(Labeled region entries)
.....
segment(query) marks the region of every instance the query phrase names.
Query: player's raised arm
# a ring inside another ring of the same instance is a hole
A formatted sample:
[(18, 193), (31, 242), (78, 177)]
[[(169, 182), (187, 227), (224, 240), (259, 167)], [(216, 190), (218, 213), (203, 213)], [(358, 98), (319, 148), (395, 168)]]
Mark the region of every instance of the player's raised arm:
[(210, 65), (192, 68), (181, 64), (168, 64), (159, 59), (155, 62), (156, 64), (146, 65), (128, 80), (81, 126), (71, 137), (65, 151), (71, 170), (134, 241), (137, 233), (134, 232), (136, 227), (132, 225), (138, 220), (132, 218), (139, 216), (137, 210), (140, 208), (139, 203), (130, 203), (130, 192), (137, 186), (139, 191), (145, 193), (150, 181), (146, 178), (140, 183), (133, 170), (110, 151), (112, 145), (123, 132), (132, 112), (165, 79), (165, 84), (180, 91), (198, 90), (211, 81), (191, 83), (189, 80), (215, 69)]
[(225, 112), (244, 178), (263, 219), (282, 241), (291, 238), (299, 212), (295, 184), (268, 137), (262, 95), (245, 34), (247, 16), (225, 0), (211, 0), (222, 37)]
.....
* **Work to be completed**:
Can you transcribe the entries word for word, starting at their first line and stopping after the line that contains "Mark the region"?

* **Reply**:
segment(query) marks the region of every instance the query phrase names.
Query: player's raised arm
# a ring inside another ring of the same instance is a hole
A formatted sample:
[(18, 193), (31, 242), (78, 177)]
[[(169, 182), (187, 227), (224, 240), (259, 167)], [(216, 190), (218, 213), (203, 213)], [(358, 98), (319, 148), (395, 168)]]
Mark the region of every instance of the player's raised arm:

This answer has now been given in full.